# Material for the task

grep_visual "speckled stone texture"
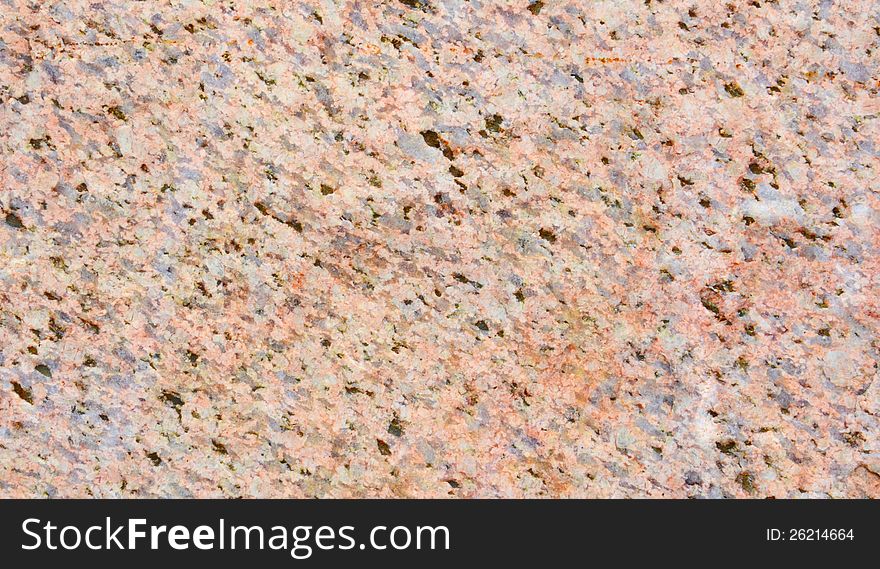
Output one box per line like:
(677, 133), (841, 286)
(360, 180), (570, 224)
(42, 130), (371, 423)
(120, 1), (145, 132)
(0, 0), (880, 498)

# Given task
Could you print every line of the data above verbatim, leaving out the pictures?

# Answer for the task
grep_visual "speckled stone texture"
Output one box per line like:
(677, 133), (841, 286)
(360, 180), (570, 224)
(42, 130), (371, 423)
(120, 1), (145, 132)
(0, 0), (880, 498)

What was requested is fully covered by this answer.